Start of Records for this task

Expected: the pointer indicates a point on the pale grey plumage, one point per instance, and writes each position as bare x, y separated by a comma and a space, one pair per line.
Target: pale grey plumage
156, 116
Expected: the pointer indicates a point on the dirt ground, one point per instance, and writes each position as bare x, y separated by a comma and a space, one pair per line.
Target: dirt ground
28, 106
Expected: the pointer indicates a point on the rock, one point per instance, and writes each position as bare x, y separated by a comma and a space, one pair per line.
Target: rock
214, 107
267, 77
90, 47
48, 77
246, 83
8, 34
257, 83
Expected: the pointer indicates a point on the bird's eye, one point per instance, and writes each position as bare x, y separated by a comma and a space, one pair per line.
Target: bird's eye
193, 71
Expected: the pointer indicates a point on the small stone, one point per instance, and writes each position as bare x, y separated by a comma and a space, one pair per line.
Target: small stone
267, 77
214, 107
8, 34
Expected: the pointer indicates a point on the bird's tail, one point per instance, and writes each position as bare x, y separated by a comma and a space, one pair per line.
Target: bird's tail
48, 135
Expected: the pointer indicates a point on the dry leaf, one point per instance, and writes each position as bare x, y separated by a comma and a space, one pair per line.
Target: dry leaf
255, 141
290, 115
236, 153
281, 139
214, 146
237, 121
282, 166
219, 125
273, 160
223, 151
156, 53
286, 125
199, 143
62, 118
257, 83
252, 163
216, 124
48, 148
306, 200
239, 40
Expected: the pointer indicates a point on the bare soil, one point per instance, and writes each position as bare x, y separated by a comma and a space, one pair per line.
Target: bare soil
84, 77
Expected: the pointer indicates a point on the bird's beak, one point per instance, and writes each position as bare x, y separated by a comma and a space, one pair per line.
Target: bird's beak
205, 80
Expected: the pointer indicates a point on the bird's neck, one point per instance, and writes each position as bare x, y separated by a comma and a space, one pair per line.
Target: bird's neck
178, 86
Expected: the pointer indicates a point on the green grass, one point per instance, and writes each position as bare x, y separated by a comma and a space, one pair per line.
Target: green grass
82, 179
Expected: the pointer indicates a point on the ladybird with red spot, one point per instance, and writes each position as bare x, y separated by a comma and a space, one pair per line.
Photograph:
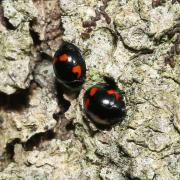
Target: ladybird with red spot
69, 66
104, 103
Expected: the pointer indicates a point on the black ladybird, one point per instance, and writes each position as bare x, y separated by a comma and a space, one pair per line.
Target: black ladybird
104, 104
69, 66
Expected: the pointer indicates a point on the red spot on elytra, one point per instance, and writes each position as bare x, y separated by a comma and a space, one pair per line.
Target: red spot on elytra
55, 60
87, 102
77, 70
63, 57
93, 91
114, 92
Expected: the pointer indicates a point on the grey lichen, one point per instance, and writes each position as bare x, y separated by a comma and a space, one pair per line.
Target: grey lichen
127, 40
16, 58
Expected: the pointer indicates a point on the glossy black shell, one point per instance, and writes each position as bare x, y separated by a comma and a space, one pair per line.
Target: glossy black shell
104, 108
63, 69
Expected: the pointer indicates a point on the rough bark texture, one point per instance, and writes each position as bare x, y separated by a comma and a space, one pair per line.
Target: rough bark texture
45, 135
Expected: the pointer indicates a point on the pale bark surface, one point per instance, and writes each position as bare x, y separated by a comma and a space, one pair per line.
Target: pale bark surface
137, 42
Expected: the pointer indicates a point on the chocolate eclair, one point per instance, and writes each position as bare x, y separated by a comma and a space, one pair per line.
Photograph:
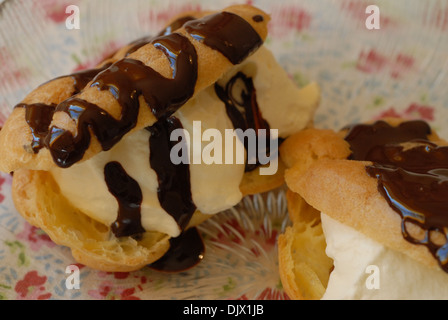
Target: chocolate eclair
368, 206
111, 169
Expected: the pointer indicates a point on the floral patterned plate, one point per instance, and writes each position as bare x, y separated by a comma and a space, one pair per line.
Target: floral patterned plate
365, 74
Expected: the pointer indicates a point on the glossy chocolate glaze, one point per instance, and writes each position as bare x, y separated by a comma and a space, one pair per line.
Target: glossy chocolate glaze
242, 109
127, 80
174, 190
176, 24
129, 197
413, 180
227, 33
38, 116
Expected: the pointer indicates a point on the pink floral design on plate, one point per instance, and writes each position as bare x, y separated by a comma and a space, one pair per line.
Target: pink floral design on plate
32, 287
413, 111
357, 10
55, 9
110, 291
372, 62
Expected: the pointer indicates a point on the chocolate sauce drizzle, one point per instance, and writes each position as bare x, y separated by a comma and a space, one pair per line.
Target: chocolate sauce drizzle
242, 109
129, 197
414, 181
176, 24
227, 33
174, 190
38, 116
127, 80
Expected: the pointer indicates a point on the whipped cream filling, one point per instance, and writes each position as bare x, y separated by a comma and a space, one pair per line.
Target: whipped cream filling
214, 187
366, 269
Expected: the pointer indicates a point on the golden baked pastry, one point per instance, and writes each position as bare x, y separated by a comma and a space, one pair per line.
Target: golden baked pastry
370, 183
78, 145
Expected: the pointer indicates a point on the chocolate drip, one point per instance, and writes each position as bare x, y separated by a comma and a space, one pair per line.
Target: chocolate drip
126, 79
185, 252
174, 190
227, 33
137, 44
38, 116
66, 148
242, 109
258, 18
413, 179
176, 24
129, 197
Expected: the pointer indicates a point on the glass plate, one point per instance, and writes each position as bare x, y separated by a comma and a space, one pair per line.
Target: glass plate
399, 69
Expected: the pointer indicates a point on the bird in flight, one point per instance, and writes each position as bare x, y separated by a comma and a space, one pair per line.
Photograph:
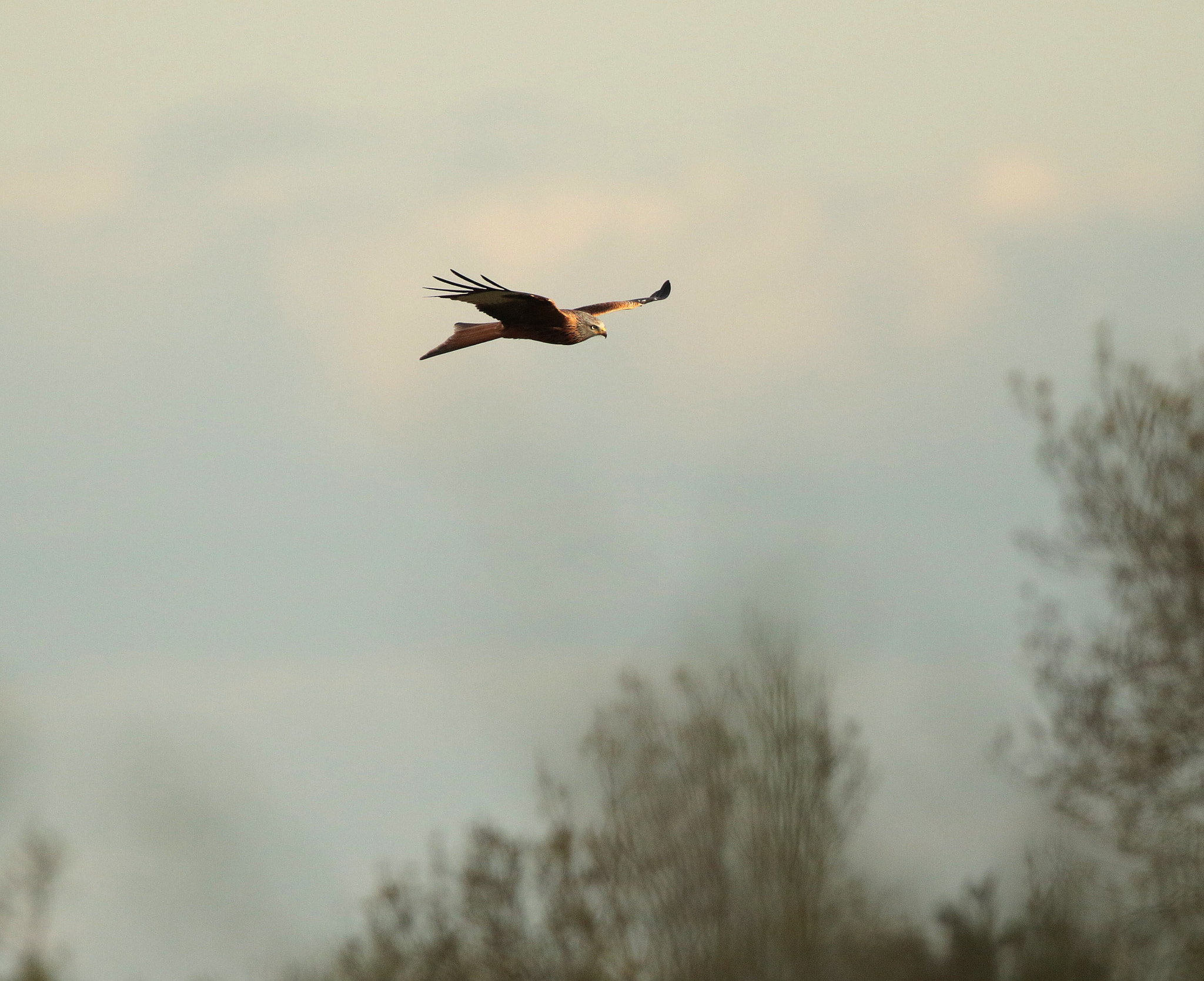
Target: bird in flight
524, 315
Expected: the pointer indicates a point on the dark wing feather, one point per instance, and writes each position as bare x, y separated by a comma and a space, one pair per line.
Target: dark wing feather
516, 310
600, 309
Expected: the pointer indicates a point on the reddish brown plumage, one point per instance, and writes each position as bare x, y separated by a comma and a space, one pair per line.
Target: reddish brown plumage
525, 316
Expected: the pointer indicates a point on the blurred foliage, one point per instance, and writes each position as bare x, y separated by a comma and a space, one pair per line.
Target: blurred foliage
1121, 746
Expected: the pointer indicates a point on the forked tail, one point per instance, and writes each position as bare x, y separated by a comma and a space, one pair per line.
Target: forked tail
466, 335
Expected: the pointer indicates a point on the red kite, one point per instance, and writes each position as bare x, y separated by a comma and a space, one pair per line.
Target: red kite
524, 315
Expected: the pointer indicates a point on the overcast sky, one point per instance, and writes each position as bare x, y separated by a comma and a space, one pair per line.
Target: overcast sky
279, 600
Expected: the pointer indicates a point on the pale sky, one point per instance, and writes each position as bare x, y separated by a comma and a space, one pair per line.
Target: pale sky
281, 602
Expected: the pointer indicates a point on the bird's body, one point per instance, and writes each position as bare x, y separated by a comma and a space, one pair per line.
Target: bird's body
524, 316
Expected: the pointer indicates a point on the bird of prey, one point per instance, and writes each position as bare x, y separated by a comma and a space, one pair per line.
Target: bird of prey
524, 315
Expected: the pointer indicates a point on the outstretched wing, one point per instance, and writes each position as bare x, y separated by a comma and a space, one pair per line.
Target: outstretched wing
513, 309
600, 309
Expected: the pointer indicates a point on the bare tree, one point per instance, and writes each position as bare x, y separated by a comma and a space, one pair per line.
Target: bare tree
719, 847
1123, 748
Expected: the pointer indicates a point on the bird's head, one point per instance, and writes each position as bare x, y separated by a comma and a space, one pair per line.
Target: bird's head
593, 323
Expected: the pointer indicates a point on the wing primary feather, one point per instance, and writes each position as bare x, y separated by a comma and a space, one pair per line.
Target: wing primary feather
472, 282
456, 286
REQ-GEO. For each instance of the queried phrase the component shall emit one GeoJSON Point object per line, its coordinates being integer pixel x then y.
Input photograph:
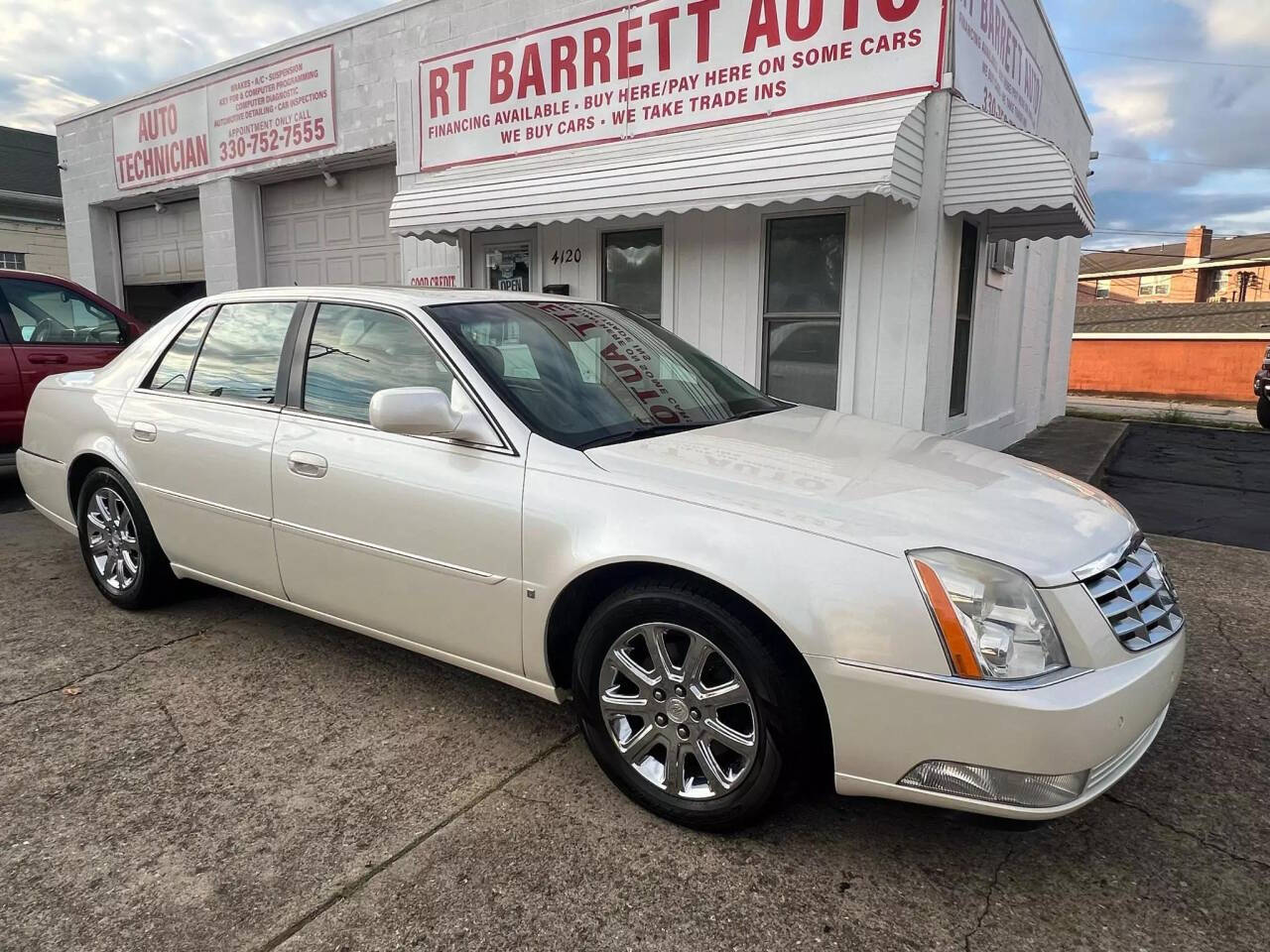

End of Records for this task

Required task – Copy every row above word for word, leaving out the pictures.

Answer to this task –
Expected: the pointer indicates a point on the pale grey plumage, one point per instance, and writes each position as bare x, y separated by a comma and a space, one pair per line.
Target: pale grey plumage
156, 116
Expected: the pointer indicates a point on the dirt ground, one point per instance, and writes each position as bare x, y separated by a comma and a space, one pair per line.
Target: dirt ground
28, 106
Expected: the pointer indicates a point on the rock, one point per instance, and writes each position as bare x, y separated by a comma and a space, one pair per line.
Target: rock
214, 107
267, 77
90, 47
48, 77
246, 83
8, 34
257, 83
Expected: the pointer indicates a point on the bird's eye, one point per instance, and writes each position as bare x, y separated by a comma and a space, one pair per line.
Target: bird's eye
193, 71
Expected: the pointer indicates a point on the small stone, one point per instance, and writes each position as bare x, y separated by a comma and a space, one pair per line.
Target: small stone
267, 77
214, 107
8, 34
Expected: the pointer indicates a point on the bird's tail, one point per instance, and writes each position as bare x, y separated by a comma and a space, one pair per line.
Target: bird's tail
48, 135
Expected: the pointer indicates a point on the dry leaf, one point per instance, and writes each position as bare x, y separated by a comma and a space, one pair per line.
Target: dry leaf
255, 141
290, 115
236, 153
281, 139
214, 146
237, 121
282, 166
219, 125
273, 160
223, 151
156, 53
286, 125
199, 143
62, 118
257, 83
252, 163
216, 124
48, 148
306, 200
239, 40
Expected: the pointer indicates a point on the bare soil, one point per instance, and writes each position as bare x, y separated by a comma and a space, one pair per line.
Target: bare soil
84, 77
Expected: the pointer indicates a point on the bird's beak, one point per instance, and writes each position as bare x, y separated by a comma and a space, one pair per line.
Target: bird's beak
205, 80
Expected: the pointer indicates a point on the bird's neck, one point per instance, and writes each position as bare x, y separated by a comma and a space, one pair per line.
Target: bird's neck
178, 86
Expected: the pointer indicates a point on the green grass, one point per instance, and writes each position as bare x, y separated by a comma and a space, one pair per line.
Target: green grass
82, 179
Expected: the pointer indicates a point on the ladybird with red spot, one point per instance, and writes each position as bare x, y separated by a comma and a space, one pair per line.
Photograph:
Target: ladybird with red spot
69, 66
104, 103
Expected: the pointer indicates a point on the black ladybird, one point per instance, and writes each position as bare x, y separated by a comma and a space, one pair per line.
Target: black ladybird
104, 104
69, 66
Expected: the pointer indicates a point on the red spot on elytra, one point per instance, and writes each position as bare x, y separated by a comma and a space, one pair per line.
Target: red spot on elytra
55, 60
87, 102
77, 70
63, 57
93, 91
114, 92
Expected: the pointer indicates a point on the grey lichen, one point per instance, and writes each position as bare x, y separated by a comma and a space, one pair per line.
Target: grey lichen
127, 40
16, 58
Expected: the pointer indicates a point on the glossy black shell, one point per instance, and writes each position as bare x, y separated by a comma and a space, one pair per line.
Target: glossy black shell
104, 108
63, 69
Expected: the pointer indicates a point on the rough bark texture, one point per instance, and writes each position as bare x, y separated by a comma and a space, one pair per line.
Target: rough bark texture
45, 135
Expected: the pointer indicates a point on the pale bark surface, one point per instance, and writes each position as bare x, y separated by a comma and a space, one pair per line.
Target: pale bark surface
137, 42
Expected: the pointer indicates a point on the chocolate eclair, one point per instance, and writes each position as bare x, y separated by a comma and a space, one pair per line.
Photograph:
Target: chocolate eclair
368, 206
111, 169
Expected: the pointer indicates a point on the floral patterned plate, one point per instance, and writes each position as bare x, y separated by a comma and a space, one pair per line.
Target: floral patterned plate
365, 74
Expected: the pointer indicates a point on the glossy chocolate glaze, one point per instance, and writes each position as bare x, y separated by a comma and a space, one pair per line.
Target: glossy chocolate glaze
242, 109
127, 80
174, 190
176, 24
129, 197
413, 180
227, 33
38, 116
Expected: the pointer indicates a point on the pink floral design on plate, one point per instance, and writes each position as bare x, y separated by a comma and a space, one pair per line.
Target: pink floral design on plate
32, 287
413, 111
357, 10
55, 9
110, 291
372, 62
Expected: the pointer indicates a point on the chocolate sauce drizzle, one point per instance, and writes each position as bare x, y separated by a comma and a space, one pair per line.
Target: chocolate sauce drizzle
242, 109
129, 197
414, 181
176, 24
227, 33
174, 190
38, 116
127, 80
Expected: the pointer indicates a point on the whipped cream filling, one point per instance, and writes each position as bare x, y separated by a comma and a space, one pair per line.
Target: whipped cream filling
214, 187
366, 269
Expected: the pointer indicates a point on the golden baked pastry, one point per instance, and writes each position as bare x, y separated by a comma and a space, one pair per line.
Target: golden baked pastry
370, 183
78, 145
Expected: the pointer indicates a point on the chocolate drip, one point per instance, and writes each position as bare x, y separated by a comma and a space, one pair per line.
Target: chocolate drip
126, 79
185, 252
174, 190
227, 33
137, 44
38, 116
66, 148
242, 109
258, 18
413, 179
176, 24
129, 197
Expected: the pointer indicates a point on the glass plate, one point per instance, and writes each position as bare x, y separated by a comma and a space, one pair per line.
Target: glass plate
399, 69
Expected: the pointer indicates a point on the bird in flight, one point per instance, and writes each position as bare x, y separated by a comma and a space, one pair per line.
Photograph:
Target: bird in flight
524, 315
Expected: the pointer indicates a point on the dark wing feather, one point per instance, and writes each position as bare x, y separated by a comma and a space, one pair per line.
Target: dark wing feather
516, 310
600, 309
Expected: the pointer indicates a point on the reddish brown plumage, one point per instance, and writes each position as bare x, y separated by a comma and a space, one pair per line.
Target: reddish brown plumage
525, 316
Expected: the pointer indicates a point on the blurred foliage, one point per instance, and writes each position as bare x, y separated by a comma and a space, one pair per line.
Target: blurred foliage
1121, 746
Expected: the pointer indicates a point on the forked tail, one point per instance, and writes each position as bare x, y separated by a comma and a space, one pair per line.
Target: forked tail
466, 335
Expected: the pointer indicates a point on the red kite, one point per instance, and writes each position as bare x, y separated by a comma and a space, one pair per line.
Target: red kite
524, 315
Expected: the pointer indicates a point on the overcast sky, one point per instance, and writes each position as bare x, y separated by a comma and a space, one pair per line.
Target: overcast sky
279, 600
Expected: the pointer indicates a point on the pale sky, one point per instance, and writes each position as bare x, y separated by a comma and a space, one pair per line.
Target: pale sky
281, 602
Expected: the pointer indicates a point on the bird's body, one point per instance, and writes each position as bare x, y separated by a comma and a space, one pair per line.
Target: bird's body
524, 316
Expected: the pointer indicates a point on the bird of prey, one point per instance, and writes each position as bare x, y separated by a comma and a space, one pair per line.
Target: bird of prey
524, 315
Expected: the pointer indicates a point on the outstretched wing, one point per instance, and writes each position as bare x, y separated by a comma and a space, one pair per line.
Target: outstretched wing
513, 309
600, 309
Expected: the pointer indicates a point on the bare tree, one point per instance, and writes each position as bare x, y separated by a comma and a space, one pair per line.
Target: bare tree
719, 847
1123, 748
Expected: the pointer indicates a point on the bird's head, one point per instance, and writes each position as bare x, y separated by a comma and a space, one pair per line.
Target: bird's head
593, 323
Expected: the pointer indicates a point on the wing primary feather, one point per instance, and writes each position as bare x, y separated by a comma and a space, one pair per line.
Target: wing primary feather
472, 282
456, 286
REQ-GEO. For each instance of the queried phrase the component shall emit one GeoJSON Point object per line, its coordinates being integer pixel x then y.
Input photograph:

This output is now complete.